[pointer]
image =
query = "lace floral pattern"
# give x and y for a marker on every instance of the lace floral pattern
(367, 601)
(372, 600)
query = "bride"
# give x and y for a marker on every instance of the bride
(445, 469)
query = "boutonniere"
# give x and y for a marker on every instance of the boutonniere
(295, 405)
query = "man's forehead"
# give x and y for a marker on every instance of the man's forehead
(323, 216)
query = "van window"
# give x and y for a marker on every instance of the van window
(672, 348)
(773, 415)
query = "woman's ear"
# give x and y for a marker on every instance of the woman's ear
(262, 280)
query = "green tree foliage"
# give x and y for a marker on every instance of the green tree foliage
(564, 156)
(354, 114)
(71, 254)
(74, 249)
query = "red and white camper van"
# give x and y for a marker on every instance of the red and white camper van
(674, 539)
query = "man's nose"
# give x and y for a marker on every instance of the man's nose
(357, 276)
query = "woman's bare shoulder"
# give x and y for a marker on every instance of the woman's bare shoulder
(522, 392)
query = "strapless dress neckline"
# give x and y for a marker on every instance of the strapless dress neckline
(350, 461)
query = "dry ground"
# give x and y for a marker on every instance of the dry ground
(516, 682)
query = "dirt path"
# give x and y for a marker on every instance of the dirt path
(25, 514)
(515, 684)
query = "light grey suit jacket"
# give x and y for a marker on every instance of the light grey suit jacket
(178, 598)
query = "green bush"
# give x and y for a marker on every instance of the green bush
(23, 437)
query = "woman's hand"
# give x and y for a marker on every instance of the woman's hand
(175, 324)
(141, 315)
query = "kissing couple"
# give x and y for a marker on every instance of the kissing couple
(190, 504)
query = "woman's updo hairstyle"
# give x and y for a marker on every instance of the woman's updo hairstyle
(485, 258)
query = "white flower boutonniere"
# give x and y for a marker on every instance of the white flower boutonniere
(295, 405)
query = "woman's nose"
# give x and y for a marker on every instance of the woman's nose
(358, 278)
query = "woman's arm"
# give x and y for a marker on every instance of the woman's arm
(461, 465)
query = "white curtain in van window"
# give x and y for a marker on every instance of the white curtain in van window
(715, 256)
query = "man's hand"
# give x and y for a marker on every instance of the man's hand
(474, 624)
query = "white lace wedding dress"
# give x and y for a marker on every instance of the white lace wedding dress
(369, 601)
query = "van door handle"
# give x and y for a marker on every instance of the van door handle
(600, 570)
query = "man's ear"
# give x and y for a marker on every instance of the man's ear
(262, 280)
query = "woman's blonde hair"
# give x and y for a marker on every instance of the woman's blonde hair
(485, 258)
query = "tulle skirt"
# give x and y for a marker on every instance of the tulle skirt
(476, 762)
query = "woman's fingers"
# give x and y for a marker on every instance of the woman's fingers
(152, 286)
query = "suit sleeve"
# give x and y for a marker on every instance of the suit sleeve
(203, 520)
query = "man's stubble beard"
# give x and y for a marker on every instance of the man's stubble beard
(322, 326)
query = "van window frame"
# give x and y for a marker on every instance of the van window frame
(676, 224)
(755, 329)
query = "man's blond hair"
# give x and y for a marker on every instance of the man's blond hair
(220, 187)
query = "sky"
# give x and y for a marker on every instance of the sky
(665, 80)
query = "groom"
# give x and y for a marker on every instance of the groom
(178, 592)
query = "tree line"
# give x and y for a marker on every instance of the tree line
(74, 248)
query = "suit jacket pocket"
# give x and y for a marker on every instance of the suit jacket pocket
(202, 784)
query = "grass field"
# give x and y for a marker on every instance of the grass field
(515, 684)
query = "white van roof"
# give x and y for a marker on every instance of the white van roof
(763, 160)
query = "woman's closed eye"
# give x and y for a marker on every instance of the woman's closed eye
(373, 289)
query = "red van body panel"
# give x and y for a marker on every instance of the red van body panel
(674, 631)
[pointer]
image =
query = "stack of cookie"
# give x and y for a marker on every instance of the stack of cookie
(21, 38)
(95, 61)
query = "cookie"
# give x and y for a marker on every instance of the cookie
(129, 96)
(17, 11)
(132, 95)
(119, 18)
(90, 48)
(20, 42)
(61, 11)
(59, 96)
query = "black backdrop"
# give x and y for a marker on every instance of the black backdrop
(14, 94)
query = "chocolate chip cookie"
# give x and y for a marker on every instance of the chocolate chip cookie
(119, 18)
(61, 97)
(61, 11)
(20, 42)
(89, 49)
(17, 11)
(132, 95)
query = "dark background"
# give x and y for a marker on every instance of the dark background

= What the exercise asks =
With nothing added or dropped, retype the listing above.

= Result =
[pointer]
image =
query = "lace floral pattern"
# give x and y for a marker on every instance of the lace floral pattern
(367, 601)
(372, 600)
query = "bride"
# give x and y for a marker on every instance of the bride
(445, 469)
query = "boutonniere"
# give x and y for a marker on every instance of the boutonniere
(295, 405)
query = "man's forehead"
# give x and y for a marker on every instance of the man's forehead
(323, 216)
query = "van window"
# give x and y for a marker on every instance of the van window
(672, 348)
(773, 415)
query = "woman's ear"
# give x and y for a marker on every instance of the woman's ear
(262, 280)
query = "green tree foliage"
# give x and y for a marker on every instance of the green tree foliage
(564, 156)
(354, 114)
(71, 254)
(74, 249)
query = "red and white camper van"
# give x and y for a marker on every instance of the red and white camper van
(674, 539)
query = "man's nose"
# give x and y for a marker on every instance of the man's nose
(357, 276)
query = "woman's bare shoulder"
# give x and y for a marker on every instance of the woman's bare shoulder
(522, 392)
query = "strapless dress neckline"
# give x and y for a marker on every instance of the strapless dress neckline
(350, 461)
query = "dry ground"
# give x and y for a marker on every instance of the dry ground
(516, 682)
query = "dirt path"
# give x and y for a marker on every instance of the dirt path
(25, 514)
(515, 684)
query = "light grey suit jacket"
# give x and y for a marker on every instance of the light grey suit jacket
(178, 598)
query = "green bush"
# give x and y for a marker on every instance of the green bush
(23, 437)
query = "woman's hand"
# give x and y for a marker on every instance of the woman's hand
(175, 324)
(141, 315)
query = "kissing couple"
# give x and y for a marker on every instance of the kissing couple
(190, 504)
query = "woman's updo hairstyle"
# give x and y for a marker on every instance of the woman's updo hairstyle
(485, 258)
query = "white flower boutonniere"
# give x and y for a marker on every instance of the white flower boutonniere
(295, 405)
query = "woman's nose"
# give x and y for a marker on every instance of the woman's nose
(358, 278)
query = "woman's arm"
# give x and y for a marker on every instance of the woman's arm
(461, 465)
query = "white curtain in van window"
# give x and y for a marker on every instance of the white curtain in van window
(715, 256)
query = "man's hand"
# give x and y for a marker on every instance of the man's hand
(474, 624)
query = "white lace wedding dress"
# give x and y for a marker on every instance of the white lace wedding dress
(369, 601)
query = "van door handle"
# give x and y for a marker on every instance of the van door handle
(600, 570)
query = "man's ear"
# give x and y for a marker on every instance of the man's ear
(262, 280)
query = "woman's blonde hair"
# give x and y for a marker on every instance of the woman's blonde hair
(485, 258)
query = "tulle skirt"
# give x and y for a marker on every instance of the tulle skirt
(476, 762)
query = "woman's fingers"
# give x and y for a marker on every instance of the woman's fingers
(152, 286)
query = "suit sleeve"
# give x and y for a marker on every instance of the suit sleeve
(203, 520)
query = "man's stubble beard"
# give x and y for a marker on every instance of the man's stubble beard
(322, 326)
query = "van window frame"
# give x and y for a marker on every instance of the van window frame
(676, 224)
(755, 329)
query = "man's blond hair"
# give x and y for a marker on every instance of the man's blond hair
(220, 187)
query = "sky"
# give x and y for a marker on every instance of the sky
(665, 80)
query = "groom"
# give x and y for a marker on every instance of the groom
(178, 592)
query = "tree line"
# give x and y for a marker on every instance of the tree line
(74, 248)
query = "suit jacket pocket"
# give x and y for a marker on every instance of the suit jacket pocket
(202, 784)
query = "grass field"
# give x and y for a marker on every instance of the grass field
(515, 684)
query = "white van roof"
# give x and y for a marker on every instance of the white van roof
(763, 160)
query = "woman's closed eye"
# give x and y for a marker on every instance of the woman's closed eye
(373, 289)
query = "red van body panel"
# give x and y for a marker on every instance of the red van body panel
(674, 631)
[pointer]
image =
query = "stack of cookie"
# give x and y for a marker on every instance of the stack of cookie
(21, 38)
(95, 61)
query = "cookie"
# give x and y for a marker on every instance of the cookie
(129, 96)
(17, 11)
(132, 95)
(119, 18)
(90, 48)
(20, 42)
(61, 11)
(59, 96)
query = "black backdrop"
# give x and y for a marker on every instance of the black backdrop
(14, 94)
query = "chocolate chip cookie"
# give x and y for a marker on every instance of the chocolate chip cookie
(119, 18)
(61, 97)
(61, 11)
(20, 42)
(89, 49)
(17, 11)
(132, 95)
query = "dark background"
# give x and y for a marker on every instance of the dark background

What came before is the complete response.